- SHORT TASK:
Exactly reproduce the lines from the line that has "the gray armchair." down to the last line of the entries, inclusive.

- SOURCE RECORDS:
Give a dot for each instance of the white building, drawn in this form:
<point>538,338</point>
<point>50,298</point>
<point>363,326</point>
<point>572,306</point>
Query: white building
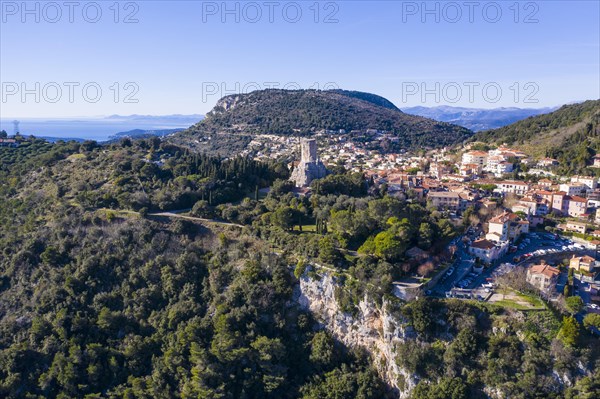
<point>590,182</point>
<point>488,251</point>
<point>512,186</point>
<point>573,188</point>
<point>476,157</point>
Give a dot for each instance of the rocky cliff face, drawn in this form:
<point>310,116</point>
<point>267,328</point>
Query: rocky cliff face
<point>373,328</point>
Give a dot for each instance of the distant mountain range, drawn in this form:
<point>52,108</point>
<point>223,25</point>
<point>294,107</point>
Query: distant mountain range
<point>99,128</point>
<point>477,119</point>
<point>305,112</point>
<point>571,134</point>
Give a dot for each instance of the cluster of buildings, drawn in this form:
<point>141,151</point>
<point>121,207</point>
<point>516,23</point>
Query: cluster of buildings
<point>8,142</point>
<point>545,277</point>
<point>497,162</point>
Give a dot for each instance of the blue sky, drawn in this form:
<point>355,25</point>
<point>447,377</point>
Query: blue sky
<point>181,56</point>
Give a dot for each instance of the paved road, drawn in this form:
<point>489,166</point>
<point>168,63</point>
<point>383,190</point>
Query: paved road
<point>193,218</point>
<point>462,265</point>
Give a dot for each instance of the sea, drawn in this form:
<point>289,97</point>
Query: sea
<point>98,129</point>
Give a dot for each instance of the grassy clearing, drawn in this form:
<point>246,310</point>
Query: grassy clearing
<point>307,228</point>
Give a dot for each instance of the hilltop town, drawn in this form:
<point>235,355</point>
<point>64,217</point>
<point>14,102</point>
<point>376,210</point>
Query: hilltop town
<point>516,208</point>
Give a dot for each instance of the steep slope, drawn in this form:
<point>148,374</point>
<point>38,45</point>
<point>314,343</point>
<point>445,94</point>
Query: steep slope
<point>477,119</point>
<point>570,134</point>
<point>304,112</point>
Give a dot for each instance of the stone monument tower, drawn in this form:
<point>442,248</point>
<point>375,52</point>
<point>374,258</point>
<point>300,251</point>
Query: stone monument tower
<point>310,167</point>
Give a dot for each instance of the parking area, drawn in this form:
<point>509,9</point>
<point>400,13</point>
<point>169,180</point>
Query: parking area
<point>465,276</point>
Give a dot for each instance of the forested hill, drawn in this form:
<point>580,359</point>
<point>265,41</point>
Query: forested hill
<point>570,134</point>
<point>308,111</point>
<point>103,297</point>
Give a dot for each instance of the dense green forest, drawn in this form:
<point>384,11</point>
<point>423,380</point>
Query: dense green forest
<point>100,296</point>
<point>307,111</point>
<point>570,134</point>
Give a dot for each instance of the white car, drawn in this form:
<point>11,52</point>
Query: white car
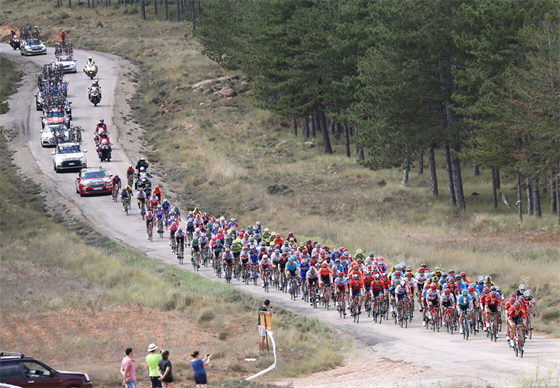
<point>33,46</point>
<point>69,156</point>
<point>50,133</point>
<point>68,63</point>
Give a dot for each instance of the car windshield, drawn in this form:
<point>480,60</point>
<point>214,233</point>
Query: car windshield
<point>54,114</point>
<point>94,174</point>
<point>69,149</point>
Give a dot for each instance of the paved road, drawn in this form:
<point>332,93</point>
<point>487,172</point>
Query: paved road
<point>445,358</point>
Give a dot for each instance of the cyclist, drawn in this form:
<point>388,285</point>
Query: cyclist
<point>265,266</point>
<point>141,197</point>
<point>153,202</point>
<point>430,298</point>
<point>516,316</point>
<point>326,279</point>
<point>217,250</point>
<point>356,286</point>
<point>125,196</point>
<point>117,184</point>
<point>492,303</point>
<point>341,284</point>
<point>130,174</point>
<point>464,305</point>
<point>157,191</point>
<point>292,269</point>
<point>149,224</point>
<point>180,240</point>
<point>312,279</point>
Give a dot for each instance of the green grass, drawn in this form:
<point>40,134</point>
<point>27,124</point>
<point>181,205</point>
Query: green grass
<point>225,156</point>
<point>9,81</point>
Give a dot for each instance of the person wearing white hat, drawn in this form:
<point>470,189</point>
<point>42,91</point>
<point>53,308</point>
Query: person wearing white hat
<point>152,359</point>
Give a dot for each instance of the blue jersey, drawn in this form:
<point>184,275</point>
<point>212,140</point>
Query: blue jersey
<point>464,301</point>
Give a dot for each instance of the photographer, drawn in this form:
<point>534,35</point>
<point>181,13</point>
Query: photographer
<point>198,368</point>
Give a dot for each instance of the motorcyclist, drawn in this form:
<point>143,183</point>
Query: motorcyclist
<point>142,163</point>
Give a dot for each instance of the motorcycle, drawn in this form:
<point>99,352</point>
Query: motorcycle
<point>15,43</point>
<point>95,96</point>
<point>91,70</point>
<point>104,151</point>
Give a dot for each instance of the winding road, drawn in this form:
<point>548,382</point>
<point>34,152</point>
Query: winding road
<point>439,359</point>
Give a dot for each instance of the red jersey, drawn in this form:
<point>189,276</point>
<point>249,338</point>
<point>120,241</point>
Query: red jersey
<point>356,285</point>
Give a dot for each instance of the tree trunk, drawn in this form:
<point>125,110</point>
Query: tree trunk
<point>305,126</point>
<point>433,175</point>
<point>519,199</point>
<point>337,130</point>
<point>143,9</point>
<point>536,199</point>
<point>406,169</point>
<point>494,187</point>
<point>359,150</point>
<point>552,193</point>
<point>450,185</point>
<point>529,198</point>
<point>347,140</point>
<point>458,180</point>
<point>193,13</point>
<point>476,171</point>
<point>313,125</point>
<point>322,119</point>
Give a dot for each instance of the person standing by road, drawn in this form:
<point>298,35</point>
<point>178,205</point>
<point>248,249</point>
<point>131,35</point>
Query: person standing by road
<point>198,368</point>
<point>262,330</point>
<point>164,370</point>
<point>152,359</point>
<point>127,370</point>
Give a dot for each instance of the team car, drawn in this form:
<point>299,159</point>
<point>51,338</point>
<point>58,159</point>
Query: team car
<point>28,372</point>
<point>68,63</point>
<point>51,135</point>
<point>33,46</point>
<point>55,116</point>
<point>69,156</point>
<point>93,181</point>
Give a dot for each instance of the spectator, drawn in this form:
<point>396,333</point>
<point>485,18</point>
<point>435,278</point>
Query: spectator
<point>127,370</point>
<point>164,370</point>
<point>152,360</point>
<point>198,368</point>
<point>262,331</point>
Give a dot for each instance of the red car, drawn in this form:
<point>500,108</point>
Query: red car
<point>54,117</point>
<point>93,181</point>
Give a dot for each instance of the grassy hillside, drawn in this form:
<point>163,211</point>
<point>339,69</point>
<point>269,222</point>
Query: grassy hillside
<point>230,158</point>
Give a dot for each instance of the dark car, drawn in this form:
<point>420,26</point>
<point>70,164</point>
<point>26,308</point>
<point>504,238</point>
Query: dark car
<point>27,372</point>
<point>93,181</point>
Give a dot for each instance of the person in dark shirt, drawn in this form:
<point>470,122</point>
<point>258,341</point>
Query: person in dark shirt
<point>165,370</point>
<point>262,330</point>
<point>198,368</point>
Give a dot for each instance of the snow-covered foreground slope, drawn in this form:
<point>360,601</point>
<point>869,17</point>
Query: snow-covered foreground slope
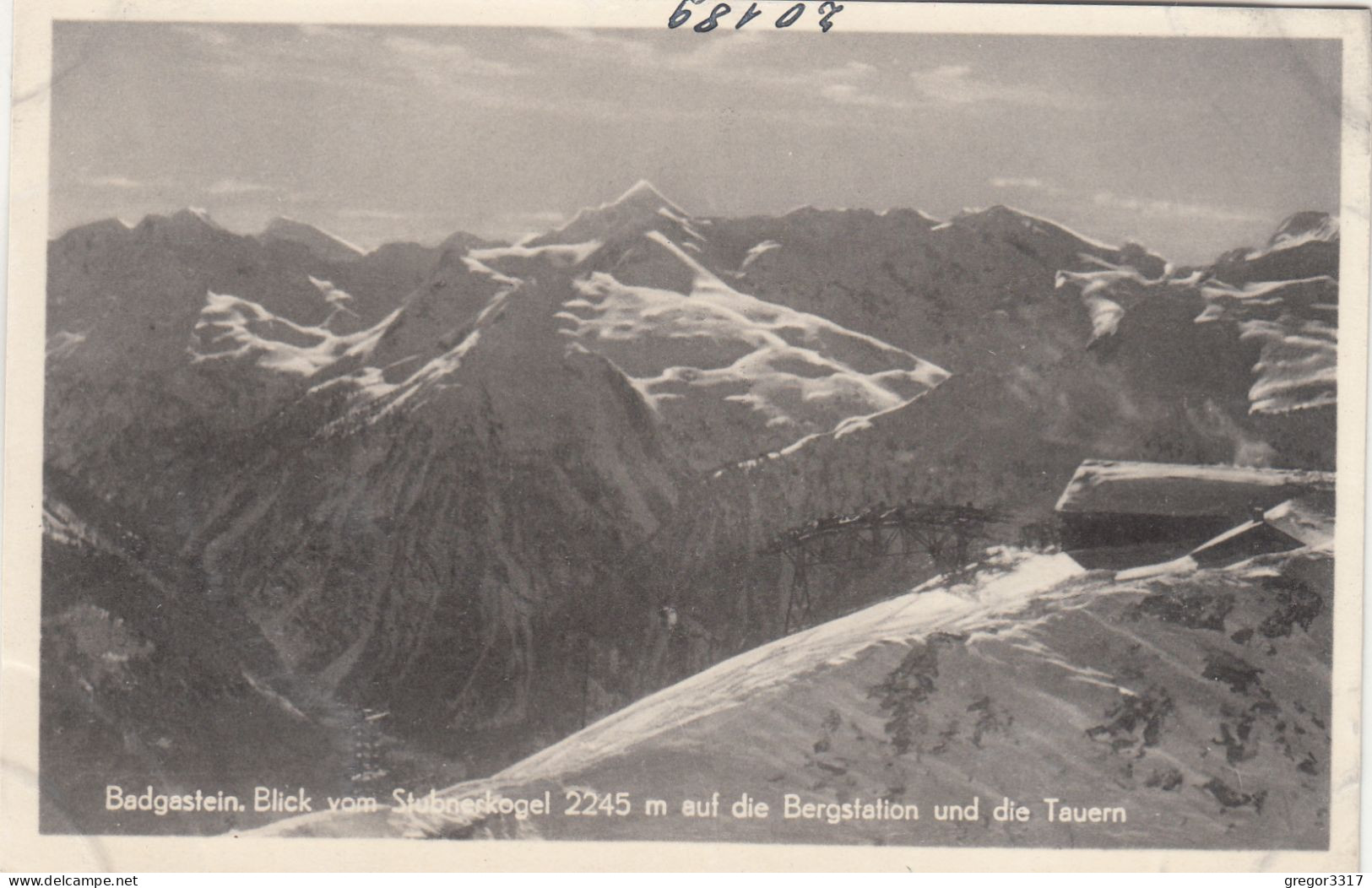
<point>1198,703</point>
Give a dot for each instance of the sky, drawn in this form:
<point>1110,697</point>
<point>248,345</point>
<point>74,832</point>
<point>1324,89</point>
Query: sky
<point>1189,146</point>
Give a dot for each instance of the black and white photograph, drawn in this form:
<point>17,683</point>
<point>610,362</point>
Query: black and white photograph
<point>740,425</point>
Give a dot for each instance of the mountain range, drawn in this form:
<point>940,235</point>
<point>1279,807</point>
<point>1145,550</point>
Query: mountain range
<point>417,512</point>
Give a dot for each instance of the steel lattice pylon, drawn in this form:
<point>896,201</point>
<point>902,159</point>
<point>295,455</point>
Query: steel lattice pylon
<point>941,533</point>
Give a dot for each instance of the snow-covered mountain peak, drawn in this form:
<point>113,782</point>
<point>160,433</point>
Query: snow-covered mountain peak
<point>320,241</point>
<point>1302,228</point>
<point>634,212</point>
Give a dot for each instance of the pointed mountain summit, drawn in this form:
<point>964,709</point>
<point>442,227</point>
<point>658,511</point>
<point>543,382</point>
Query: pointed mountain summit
<point>632,212</point>
<point>1302,228</point>
<point>317,241</point>
<point>187,227</point>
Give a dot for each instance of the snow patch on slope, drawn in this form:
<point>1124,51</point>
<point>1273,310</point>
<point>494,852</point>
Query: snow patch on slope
<point>794,370</point>
<point>235,328</point>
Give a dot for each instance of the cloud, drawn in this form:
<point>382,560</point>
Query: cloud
<point>116,181</point>
<point>522,224</point>
<point>1025,183</point>
<point>206,35</point>
<point>957,84</point>
<point>230,187</point>
<point>437,62</point>
<point>1174,208</point>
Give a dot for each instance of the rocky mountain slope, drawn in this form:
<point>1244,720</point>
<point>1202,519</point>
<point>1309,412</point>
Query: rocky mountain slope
<point>1178,706</point>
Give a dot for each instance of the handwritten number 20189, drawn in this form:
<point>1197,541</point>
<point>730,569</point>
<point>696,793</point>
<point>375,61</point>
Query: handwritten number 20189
<point>827,10</point>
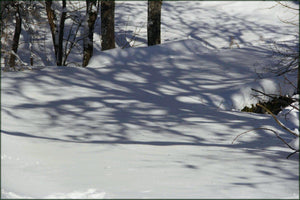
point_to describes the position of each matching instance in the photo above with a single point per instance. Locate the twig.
(292, 154)
(277, 121)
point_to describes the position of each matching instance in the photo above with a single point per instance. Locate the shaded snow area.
(153, 122)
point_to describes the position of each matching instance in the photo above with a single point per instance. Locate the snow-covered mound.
(143, 123)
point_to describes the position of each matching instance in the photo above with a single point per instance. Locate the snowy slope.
(155, 122)
(143, 122)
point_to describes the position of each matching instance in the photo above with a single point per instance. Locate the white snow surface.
(154, 122)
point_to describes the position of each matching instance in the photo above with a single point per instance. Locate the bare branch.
(277, 121)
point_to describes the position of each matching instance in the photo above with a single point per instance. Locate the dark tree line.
(56, 19)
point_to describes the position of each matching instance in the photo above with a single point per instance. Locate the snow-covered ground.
(155, 122)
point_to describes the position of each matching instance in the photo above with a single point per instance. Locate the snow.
(154, 122)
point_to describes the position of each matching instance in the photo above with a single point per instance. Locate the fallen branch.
(277, 121)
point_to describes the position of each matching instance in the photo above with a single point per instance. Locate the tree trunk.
(15, 44)
(60, 51)
(52, 20)
(108, 25)
(154, 22)
(91, 12)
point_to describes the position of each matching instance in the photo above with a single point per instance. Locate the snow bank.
(143, 123)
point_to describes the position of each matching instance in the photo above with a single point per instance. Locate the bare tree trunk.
(52, 20)
(91, 12)
(108, 25)
(60, 51)
(15, 45)
(154, 22)
(57, 31)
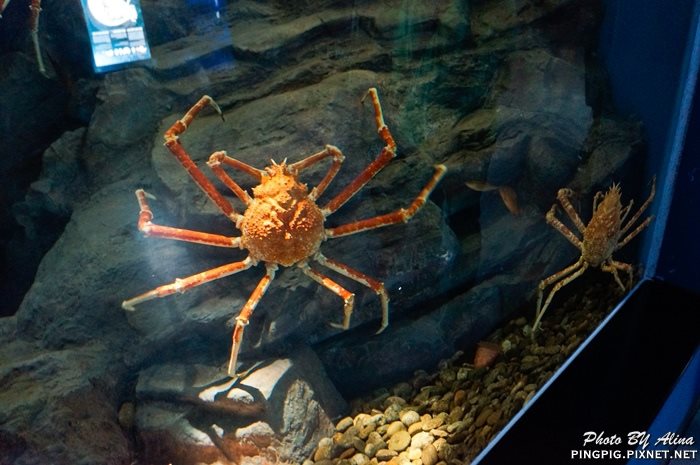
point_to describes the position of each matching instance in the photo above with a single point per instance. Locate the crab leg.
(612, 266)
(577, 269)
(559, 226)
(347, 296)
(214, 163)
(401, 215)
(184, 284)
(329, 151)
(149, 229)
(35, 8)
(383, 159)
(243, 317)
(222, 158)
(172, 142)
(376, 286)
(563, 197)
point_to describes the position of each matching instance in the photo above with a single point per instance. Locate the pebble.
(413, 454)
(374, 444)
(422, 439)
(394, 428)
(344, 424)
(384, 455)
(409, 417)
(359, 459)
(429, 455)
(399, 441)
(447, 417)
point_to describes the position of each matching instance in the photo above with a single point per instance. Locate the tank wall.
(647, 53)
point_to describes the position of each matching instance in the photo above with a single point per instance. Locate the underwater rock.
(59, 407)
(458, 85)
(285, 404)
(414, 344)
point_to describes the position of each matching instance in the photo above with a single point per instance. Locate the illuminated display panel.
(116, 31)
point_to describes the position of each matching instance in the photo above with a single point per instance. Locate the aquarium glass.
(319, 231)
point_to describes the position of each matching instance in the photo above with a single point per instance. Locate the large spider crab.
(600, 238)
(282, 223)
(35, 11)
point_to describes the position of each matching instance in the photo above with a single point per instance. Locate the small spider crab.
(282, 223)
(601, 237)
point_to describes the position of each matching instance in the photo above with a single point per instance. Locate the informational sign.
(116, 32)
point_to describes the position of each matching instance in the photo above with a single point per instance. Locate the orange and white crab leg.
(573, 272)
(611, 266)
(243, 317)
(35, 8)
(563, 197)
(401, 215)
(214, 163)
(636, 216)
(383, 159)
(181, 285)
(376, 286)
(347, 296)
(329, 151)
(146, 226)
(172, 142)
(553, 221)
(222, 158)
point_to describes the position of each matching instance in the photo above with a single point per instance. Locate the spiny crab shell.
(281, 224)
(603, 231)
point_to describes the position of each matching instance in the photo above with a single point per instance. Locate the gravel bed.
(447, 417)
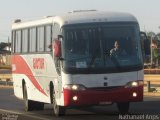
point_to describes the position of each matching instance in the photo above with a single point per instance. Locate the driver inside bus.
(117, 50)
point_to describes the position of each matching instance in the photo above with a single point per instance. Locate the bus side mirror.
(57, 48)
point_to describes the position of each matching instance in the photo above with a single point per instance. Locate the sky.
(147, 12)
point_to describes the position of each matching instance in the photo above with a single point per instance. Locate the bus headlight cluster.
(76, 87)
(134, 84)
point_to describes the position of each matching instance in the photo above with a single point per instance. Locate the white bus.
(66, 61)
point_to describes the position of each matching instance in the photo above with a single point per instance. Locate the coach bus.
(65, 61)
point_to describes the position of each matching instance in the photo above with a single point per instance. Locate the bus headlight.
(134, 84)
(76, 87)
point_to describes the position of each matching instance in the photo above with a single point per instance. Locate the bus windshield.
(91, 48)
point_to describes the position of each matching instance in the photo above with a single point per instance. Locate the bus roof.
(78, 17)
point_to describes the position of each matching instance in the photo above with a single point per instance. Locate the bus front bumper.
(97, 97)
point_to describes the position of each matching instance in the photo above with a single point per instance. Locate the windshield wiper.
(78, 58)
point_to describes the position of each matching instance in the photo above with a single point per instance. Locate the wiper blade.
(78, 58)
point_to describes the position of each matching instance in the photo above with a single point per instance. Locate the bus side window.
(56, 32)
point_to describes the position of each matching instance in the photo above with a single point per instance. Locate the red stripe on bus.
(21, 67)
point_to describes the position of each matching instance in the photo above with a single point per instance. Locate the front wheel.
(123, 107)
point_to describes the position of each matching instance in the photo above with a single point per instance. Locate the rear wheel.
(123, 107)
(58, 110)
(28, 103)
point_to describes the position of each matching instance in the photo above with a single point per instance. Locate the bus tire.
(123, 107)
(58, 110)
(28, 103)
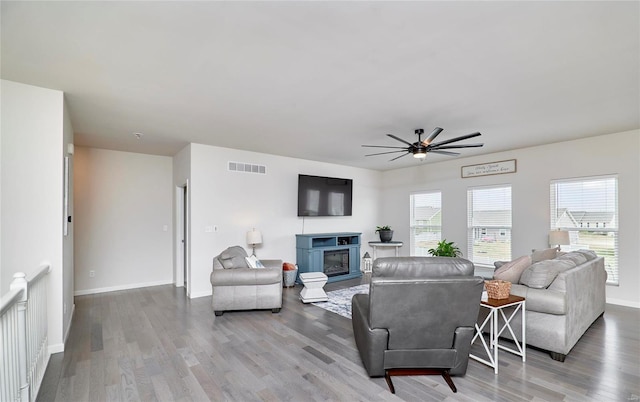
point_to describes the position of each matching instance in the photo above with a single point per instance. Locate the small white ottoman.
(313, 287)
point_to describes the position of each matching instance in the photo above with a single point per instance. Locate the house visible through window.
(426, 222)
(588, 209)
(489, 224)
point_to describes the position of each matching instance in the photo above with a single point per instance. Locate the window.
(426, 222)
(588, 209)
(489, 224)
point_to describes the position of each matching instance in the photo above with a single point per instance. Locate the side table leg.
(494, 339)
(524, 333)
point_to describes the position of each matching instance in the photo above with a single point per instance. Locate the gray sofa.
(418, 317)
(236, 286)
(559, 314)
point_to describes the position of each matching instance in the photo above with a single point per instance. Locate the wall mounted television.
(324, 196)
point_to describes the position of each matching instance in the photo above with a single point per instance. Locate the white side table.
(376, 244)
(496, 310)
(313, 287)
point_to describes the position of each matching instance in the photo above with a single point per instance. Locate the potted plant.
(385, 232)
(445, 249)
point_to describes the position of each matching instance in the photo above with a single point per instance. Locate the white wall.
(123, 204)
(181, 177)
(536, 167)
(33, 134)
(237, 202)
(67, 241)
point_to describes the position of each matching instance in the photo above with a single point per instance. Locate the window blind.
(489, 224)
(426, 222)
(588, 209)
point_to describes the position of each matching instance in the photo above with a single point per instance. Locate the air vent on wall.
(247, 167)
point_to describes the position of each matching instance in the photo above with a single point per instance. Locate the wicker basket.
(497, 289)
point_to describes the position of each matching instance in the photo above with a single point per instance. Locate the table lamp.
(254, 237)
(559, 237)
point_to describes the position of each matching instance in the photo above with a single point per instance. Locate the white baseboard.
(68, 328)
(195, 295)
(625, 303)
(57, 348)
(121, 287)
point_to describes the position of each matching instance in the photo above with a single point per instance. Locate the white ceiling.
(315, 80)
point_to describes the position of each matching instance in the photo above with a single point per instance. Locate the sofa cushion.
(512, 270)
(254, 262)
(542, 300)
(588, 254)
(574, 256)
(542, 273)
(245, 277)
(544, 254)
(217, 264)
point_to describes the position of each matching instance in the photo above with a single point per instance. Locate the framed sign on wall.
(491, 168)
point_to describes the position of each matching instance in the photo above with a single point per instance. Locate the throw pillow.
(541, 274)
(511, 271)
(577, 258)
(544, 254)
(254, 262)
(233, 257)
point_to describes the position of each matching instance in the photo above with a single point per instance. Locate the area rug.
(340, 300)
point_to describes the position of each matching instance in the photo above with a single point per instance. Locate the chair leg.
(398, 372)
(447, 378)
(387, 377)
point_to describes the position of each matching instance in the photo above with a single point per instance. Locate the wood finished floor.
(154, 344)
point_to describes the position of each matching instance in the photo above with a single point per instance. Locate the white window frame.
(558, 222)
(499, 235)
(415, 228)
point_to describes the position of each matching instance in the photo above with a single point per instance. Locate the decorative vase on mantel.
(385, 232)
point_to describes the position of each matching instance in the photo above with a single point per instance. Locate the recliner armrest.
(272, 264)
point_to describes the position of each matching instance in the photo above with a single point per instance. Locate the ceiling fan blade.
(400, 139)
(456, 146)
(462, 137)
(445, 153)
(398, 157)
(388, 152)
(432, 136)
(382, 146)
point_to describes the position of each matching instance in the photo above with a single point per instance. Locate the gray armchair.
(418, 317)
(235, 286)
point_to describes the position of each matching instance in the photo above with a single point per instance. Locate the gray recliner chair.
(418, 317)
(236, 286)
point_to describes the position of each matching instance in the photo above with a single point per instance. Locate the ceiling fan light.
(420, 153)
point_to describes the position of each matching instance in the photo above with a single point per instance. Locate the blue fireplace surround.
(335, 254)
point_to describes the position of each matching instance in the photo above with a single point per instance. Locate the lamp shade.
(254, 237)
(558, 237)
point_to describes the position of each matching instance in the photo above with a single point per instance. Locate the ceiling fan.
(420, 148)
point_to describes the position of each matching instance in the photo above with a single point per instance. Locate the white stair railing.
(24, 336)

- THE SOLUTION:
point_to describes the position of each matching instance in the photo above with a single point per instance. Locate the gray armchair.
(418, 317)
(235, 286)
point_to describes the position of each matching instance in the photo above with a single point per instance. Locate the gray recliner chair.
(418, 317)
(236, 286)
point_to describes the position of each matching instance in the photo above with a single point per instance. Locate the ceiling fan light.
(420, 153)
point_to describes the position of each matching instance in the photo above with a single point per instance. Locate the blue fireplace surround.
(335, 254)
point_to describes the position of each matching instance in the photo above with a single point per instance. Locate the lamp shade.
(254, 237)
(558, 237)
point_to describes the position of each matching instance in the photo above with a single point per instance. Locate the ceiling fan.
(420, 148)
point_to describes the position of each matching instance in the photo above with a single point per instance. Locate the white stair railing.
(24, 336)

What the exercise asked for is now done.